* [Your goal]: Would you retype every line below without changing anything?

START Records to use

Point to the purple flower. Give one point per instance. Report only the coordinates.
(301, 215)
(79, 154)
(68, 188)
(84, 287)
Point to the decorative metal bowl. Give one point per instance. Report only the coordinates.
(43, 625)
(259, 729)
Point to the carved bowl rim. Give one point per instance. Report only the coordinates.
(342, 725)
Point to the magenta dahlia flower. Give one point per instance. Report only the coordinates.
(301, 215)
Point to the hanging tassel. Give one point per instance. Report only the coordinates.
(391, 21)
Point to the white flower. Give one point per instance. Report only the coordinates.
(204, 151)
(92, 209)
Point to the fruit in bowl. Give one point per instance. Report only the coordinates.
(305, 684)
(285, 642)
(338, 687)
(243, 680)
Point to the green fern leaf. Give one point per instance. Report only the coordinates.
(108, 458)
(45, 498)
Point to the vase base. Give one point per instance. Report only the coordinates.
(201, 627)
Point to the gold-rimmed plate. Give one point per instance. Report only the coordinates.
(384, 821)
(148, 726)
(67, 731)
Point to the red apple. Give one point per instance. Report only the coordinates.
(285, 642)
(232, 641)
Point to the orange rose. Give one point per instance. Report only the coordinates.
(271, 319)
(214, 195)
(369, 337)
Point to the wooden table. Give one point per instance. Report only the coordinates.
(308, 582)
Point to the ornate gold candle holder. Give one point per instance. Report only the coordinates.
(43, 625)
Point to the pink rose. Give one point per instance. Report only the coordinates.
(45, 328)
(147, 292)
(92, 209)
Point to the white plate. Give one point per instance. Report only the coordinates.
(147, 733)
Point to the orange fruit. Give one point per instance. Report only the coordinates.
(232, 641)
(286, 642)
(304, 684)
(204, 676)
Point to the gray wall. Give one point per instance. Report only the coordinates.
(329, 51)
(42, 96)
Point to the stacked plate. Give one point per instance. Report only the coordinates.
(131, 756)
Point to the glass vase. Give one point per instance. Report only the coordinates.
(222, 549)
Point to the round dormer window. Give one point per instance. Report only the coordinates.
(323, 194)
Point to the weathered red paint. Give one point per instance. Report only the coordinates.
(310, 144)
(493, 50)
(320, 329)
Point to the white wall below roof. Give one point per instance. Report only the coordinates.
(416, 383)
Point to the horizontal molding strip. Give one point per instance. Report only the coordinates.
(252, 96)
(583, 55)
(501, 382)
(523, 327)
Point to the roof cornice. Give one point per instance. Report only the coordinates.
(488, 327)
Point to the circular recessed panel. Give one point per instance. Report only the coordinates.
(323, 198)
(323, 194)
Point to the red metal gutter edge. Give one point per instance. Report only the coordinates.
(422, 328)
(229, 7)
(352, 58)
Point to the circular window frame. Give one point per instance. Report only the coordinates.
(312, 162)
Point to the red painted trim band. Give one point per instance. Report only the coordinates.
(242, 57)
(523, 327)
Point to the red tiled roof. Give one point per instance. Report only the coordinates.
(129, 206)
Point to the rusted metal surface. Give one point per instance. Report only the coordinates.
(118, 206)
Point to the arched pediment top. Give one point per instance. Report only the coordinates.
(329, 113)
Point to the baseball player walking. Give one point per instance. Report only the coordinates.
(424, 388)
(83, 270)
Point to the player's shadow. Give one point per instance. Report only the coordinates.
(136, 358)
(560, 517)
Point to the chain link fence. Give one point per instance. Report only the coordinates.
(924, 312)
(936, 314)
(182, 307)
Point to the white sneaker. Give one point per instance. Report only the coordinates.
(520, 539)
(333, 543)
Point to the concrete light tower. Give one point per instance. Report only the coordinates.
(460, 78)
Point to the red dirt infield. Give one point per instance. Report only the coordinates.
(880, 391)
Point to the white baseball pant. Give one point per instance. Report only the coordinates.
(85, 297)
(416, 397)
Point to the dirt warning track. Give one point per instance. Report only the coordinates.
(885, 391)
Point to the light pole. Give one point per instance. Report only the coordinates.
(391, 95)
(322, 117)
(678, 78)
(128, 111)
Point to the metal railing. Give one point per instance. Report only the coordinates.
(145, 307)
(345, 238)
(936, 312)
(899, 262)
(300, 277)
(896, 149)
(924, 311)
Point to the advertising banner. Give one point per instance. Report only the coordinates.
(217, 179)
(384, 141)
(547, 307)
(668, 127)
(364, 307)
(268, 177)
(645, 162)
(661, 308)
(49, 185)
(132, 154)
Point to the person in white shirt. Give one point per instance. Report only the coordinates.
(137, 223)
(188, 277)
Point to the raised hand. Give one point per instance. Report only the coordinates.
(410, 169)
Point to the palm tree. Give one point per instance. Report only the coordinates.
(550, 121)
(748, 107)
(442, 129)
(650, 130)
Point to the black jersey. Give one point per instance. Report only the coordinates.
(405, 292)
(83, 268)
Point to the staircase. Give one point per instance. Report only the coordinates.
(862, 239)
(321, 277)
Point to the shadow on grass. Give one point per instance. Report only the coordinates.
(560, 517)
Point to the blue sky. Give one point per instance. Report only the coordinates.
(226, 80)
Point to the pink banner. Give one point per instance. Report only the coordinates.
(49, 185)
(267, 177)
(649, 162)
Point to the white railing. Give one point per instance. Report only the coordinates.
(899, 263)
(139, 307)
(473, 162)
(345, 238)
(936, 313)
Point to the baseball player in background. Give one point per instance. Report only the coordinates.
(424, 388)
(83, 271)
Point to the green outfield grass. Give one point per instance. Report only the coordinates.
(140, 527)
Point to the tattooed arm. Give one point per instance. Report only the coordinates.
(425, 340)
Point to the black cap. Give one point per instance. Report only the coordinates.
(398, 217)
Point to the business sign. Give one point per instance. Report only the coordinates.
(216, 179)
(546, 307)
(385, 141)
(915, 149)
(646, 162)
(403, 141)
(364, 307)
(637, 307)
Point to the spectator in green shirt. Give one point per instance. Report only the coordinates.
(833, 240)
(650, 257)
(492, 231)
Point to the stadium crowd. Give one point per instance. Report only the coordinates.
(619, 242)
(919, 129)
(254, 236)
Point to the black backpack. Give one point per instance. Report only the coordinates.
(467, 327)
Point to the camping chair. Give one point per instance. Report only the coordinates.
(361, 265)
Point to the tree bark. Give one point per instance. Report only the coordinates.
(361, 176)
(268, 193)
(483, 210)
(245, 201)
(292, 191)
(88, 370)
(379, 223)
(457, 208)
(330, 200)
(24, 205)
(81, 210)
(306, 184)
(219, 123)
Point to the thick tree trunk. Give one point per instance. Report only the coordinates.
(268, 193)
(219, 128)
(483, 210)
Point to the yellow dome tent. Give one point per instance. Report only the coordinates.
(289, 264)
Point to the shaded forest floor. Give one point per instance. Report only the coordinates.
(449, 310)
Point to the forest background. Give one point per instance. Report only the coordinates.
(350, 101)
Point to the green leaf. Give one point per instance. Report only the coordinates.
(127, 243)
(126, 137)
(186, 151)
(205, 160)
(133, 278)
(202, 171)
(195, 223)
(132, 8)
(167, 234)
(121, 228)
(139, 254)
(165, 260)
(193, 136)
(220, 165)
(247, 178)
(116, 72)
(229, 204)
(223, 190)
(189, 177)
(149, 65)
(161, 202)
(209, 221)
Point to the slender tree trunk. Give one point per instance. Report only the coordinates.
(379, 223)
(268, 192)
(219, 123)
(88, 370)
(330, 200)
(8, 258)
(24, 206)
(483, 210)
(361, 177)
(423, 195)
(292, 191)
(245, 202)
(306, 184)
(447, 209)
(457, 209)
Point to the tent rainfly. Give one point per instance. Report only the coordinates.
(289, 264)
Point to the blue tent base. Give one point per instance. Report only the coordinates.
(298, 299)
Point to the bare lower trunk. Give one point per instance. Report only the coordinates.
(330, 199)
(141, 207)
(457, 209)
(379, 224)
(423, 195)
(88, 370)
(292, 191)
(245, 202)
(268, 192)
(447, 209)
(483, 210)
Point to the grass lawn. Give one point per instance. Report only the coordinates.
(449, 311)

END Records to use

* [Solution for this problem]:
Point to the purple flower. Give one point per instance. Report only the coordinates.
(301, 215)
(79, 154)
(68, 188)
(84, 287)
Point to the decorative metal bowl. Give one point per instance. Report only the coordinates.
(43, 625)
(259, 729)
Point to the carved bowl rim. Give one point per instance. Report only the coordinates.
(342, 725)
Point to the magenta dahlia flower. Give one point per instance. Report only the coordinates.
(301, 215)
Point to the hanging tassel. Give one point per instance. Report only the coordinates.
(391, 21)
Point to the white flower. Give one point per instance. Report only the coordinates.
(204, 151)
(92, 209)
Point to the fruit in bowl. Give one point per instance. Report only the coordinates.
(305, 684)
(285, 642)
(338, 687)
(243, 680)
Point to the green fern leaf. Give one point per instance. Report only the coordinates.
(108, 458)
(45, 498)
Point to the vase base. Give one point per instance. Report only the coordinates.
(201, 627)
Point to the gold-rimmed plate. Give one point per instance. Report only the coordinates.
(384, 821)
(148, 726)
(67, 731)
Point to the red apple. Give one point per instance. Report only the coordinates.
(285, 642)
(232, 641)
Point to the orange rose. Give one point per instance. Report only the coordinates.
(271, 319)
(214, 195)
(369, 337)
Point to the wooden table. Give one point per instance. Report only the coordinates.
(308, 582)
Point to the ornate gold candle holder. Give one point per instance. Report only the coordinates.
(43, 625)
Point to the pink rose. Give one point per instance. Report only the coordinates.
(45, 328)
(147, 292)
(92, 209)
Point to the white plate. Give one point per instance. Report only the coordinates.
(147, 733)
Point to the orange fruit. Give one point per instance. Report only the coordinates.
(232, 641)
(286, 642)
(304, 684)
(204, 676)
Point to the gray wall. Give one point per instance. Report only the coordinates.
(329, 51)
(42, 96)
Point to the stacked plate. Give one point per instance. Report only the coordinates.
(131, 756)
Point to the glass vase. Give one point per instance. Report only the coordinates.
(222, 549)
Point to the round dormer window. Give one point per instance. Report only the coordinates.
(323, 194)
Point to the weathered red paint. Give one point per instance. Report only the coordinates.
(310, 144)
(493, 50)
(320, 329)
Point to the white wall below roof. Give one point per instance. Report only the coordinates.
(416, 383)
Point to the horizontal molding strip. Give one point per instance. Report only the coordinates.
(252, 96)
(583, 55)
(501, 382)
(523, 327)
Point to the roof cornice. Give one point per instance. Report only the coordinates.
(488, 327)
Point to the circular recessed panel. Give one point per instance. Report only the coordinates.
(323, 198)
(323, 194)
Point to the red metal gutter edge. Give one point per instance. Report only the coordinates.
(422, 328)
(229, 7)
(352, 58)
Point to the circular window frame. Give one point per instance. Report only the coordinates.
(312, 162)
Point to the red painted trim band. Give one point per instance. Report only the coordinates.
(242, 57)
(523, 327)
Point to the red tiled roof. Give one point per instance. Report only the coordinates.
(129, 206)
Point to the rusted metal surface. Give one point per instance. Report only the coordinates.
(118, 206)
Point to the arched pediment top. Give one point per instance. Report only the coordinates.
(329, 113)
Point to the baseball player walking. Give one point per instance. Report only the coordinates.
(424, 388)
(83, 270)
Point to the player's shadow. Give one point per instance. Report only the coordinates.
(136, 358)
(560, 517)
Point to the chain link fence. Give one point per instance. Report only the coordinates.
(924, 312)
(936, 314)
(182, 307)
Point to the white sneaker. Give one point per instance. Report only the coordinates.
(520, 539)
(333, 543)
Point to the concrete light tower. Give one point per instance. Report only the coordinates.
(460, 78)
Point to the red dirt infield. Give one point per instance. Report only the coordinates.
(880, 391)
Point to the white baseball pant. Give one point per instance. Report only the coordinates.
(85, 297)
(416, 397)
Point to the dirt warning track. Give one point per instance. Report only the coordinates.
(885, 391)
Point to the light pole. Give one point per instance. Report only the coordinates.
(391, 95)
(322, 117)
(678, 78)
(128, 111)
Point to the metal railing. Give one point per instance. Report only the coordinates.
(145, 307)
(345, 238)
(936, 312)
(899, 262)
(300, 277)
(896, 149)
(924, 311)
Point to the advertising banner. Give one point per instance. Report only the coordinates.
(217, 179)
(384, 141)
(547, 307)
(668, 127)
(364, 307)
(268, 177)
(645, 162)
(661, 308)
(49, 185)
(132, 154)
Point to the person in white shirt. Give one point per instance. Report only the coordinates.
(137, 223)
(188, 277)
Point to the raised hand. Give one point per instance. Report only the coordinates.
(410, 169)
Point to the palm tree. Give one point per instance. Report only the coordinates.
(550, 121)
(748, 107)
(442, 129)
(650, 130)
Point to the black jersey. Give one point per instance. Report only the coordinates.
(405, 292)
(83, 268)
Point to the staircase. Give one point per instance. Report only the coordinates.
(862, 239)
(321, 277)
Point to the shadow on grass. Give one point per instance. Report only the coordinates.
(560, 517)
Point to the blue sky. Give one point per instance. Report only the coordinates.
(226, 80)
Point to the pink banner. Give one point per instance. Report only the coordinates.
(49, 185)
(267, 177)
(649, 162)
Point to the white railing. Give one point per instance. Report only the coordinates.
(899, 263)
(139, 307)
(473, 162)
(345, 238)
(936, 313)
Point to the baseball player in background. Give one point per instance. Report only the coordinates.
(424, 388)
(83, 271)
Point to the green outfield grass. Give one point per instance. Report only the coordinates.
(140, 527)
Point to the tattooed arm. Give one point per instance. Report only the coordinates.
(425, 340)
Point to the black cap. Give one point per instance. Report only the coordinates.
(398, 217)
Point to the business sign. Give one point per instance. Report only the coordinates.
(216, 179)
(546, 307)
(385, 141)
(915, 149)
(646, 162)
(403, 141)
(364, 307)
(637, 307)
Point to the spectator in green shirt. Give one point per instance. Report only the coordinates.
(833, 240)
(650, 257)
(492, 231)
Point to the stadium crowd. Give one point per instance. Report only the coordinates.
(619, 242)
(919, 129)
(254, 236)
Point to the black backpack. Give one point per instance. Report only the coordinates.
(467, 327)
Point to the camping chair. Give one point per instance. Report only the coordinates.
(361, 265)
Point to the tree bark. Give one point per instance. Report only the coordinates.
(361, 176)
(268, 193)
(483, 210)
(245, 201)
(292, 191)
(88, 370)
(379, 223)
(457, 208)
(330, 200)
(24, 205)
(81, 210)
(306, 184)
(219, 123)
Point to the thick tree trunk. Give one point per instance. Report only the coordinates.
(268, 193)
(219, 128)
(483, 210)
Point to the yellow dome tent. Give one point per instance. Report only the coordinates.
(289, 264)
Point to the shaded forest floor. Give one point per instance. Report only the coordinates.
(449, 310)
Point to the forest background. Give one point per instance. Report only the coordinates.
(350, 101)
Point to the green leaf. Give one point per instance. Report only the coordinates.
(127, 243)
(126, 137)
(186, 151)
(205, 160)
(133, 278)
(202, 171)
(195, 223)
(132, 8)
(167, 234)
(121, 228)
(139, 254)
(165, 260)
(193, 136)
(220, 165)
(247, 178)
(116, 72)
(229, 204)
(223, 190)
(189, 177)
(149, 65)
(161, 202)
(209, 221)
Point to the slender tree trunk. Give one point per instance. Report only the coordinates.
(379, 223)
(268, 192)
(219, 123)
(88, 370)
(330, 200)
(8, 258)
(24, 206)
(483, 210)
(361, 177)
(423, 195)
(292, 191)
(245, 202)
(306, 184)
(447, 209)
(457, 209)
Point to the tent rainfly. Give one point per instance. Report only the coordinates.
(289, 264)
Point to the blue tent base. Give one point per instance. Report only the coordinates.
(298, 299)
Point to the bare lower trunk. Give one point per instance. Report only the coordinates.
(330, 199)
(141, 207)
(457, 209)
(379, 224)
(423, 195)
(88, 370)
(292, 191)
(245, 202)
(268, 192)
(447, 209)
(483, 210)
Point to the grass lawn. Give one point per instance. Report only the coordinates.
(449, 311)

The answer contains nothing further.